----- DOCUMENT PASSAGE -----

Fix some root $x_1$. We have $f(x_1)=0$, and $x_1=2014+\lambda$ for some $\lambda$. We hence also have $f(2014+\lambda)=f(2014-\lambda)$. Assuming that $\lambda\neq0$, this tells us that $x_1=2014+\lambda$ and $x_1=2014-\lambda$ are two of our roots.

Now, we have one more root, $x_3$, which can be written $x_3=2014+\varphi$, where $\varphi \neq \lambda$. But this also tells us that $f(2014-\varphi)=0$, so $2014-\varphi$ is a root. If $\varphi \neq -\varphi$, this would mean that we actually have 4 distinct roots, so this cannot be. Therefore, $\varphi=0$.

----- MATERIAL PROVIDED -----

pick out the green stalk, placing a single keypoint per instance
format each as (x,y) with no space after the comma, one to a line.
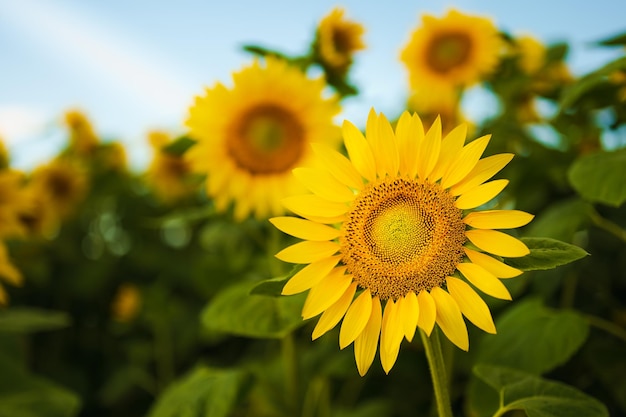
(432,346)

-----

THE PROBLEM: In the root argument, what value does the text conclude $\varphi$ must equal? Rely only on the root argument, not on the listing.

EXERCISE RESPONSE: $\varphi = 0$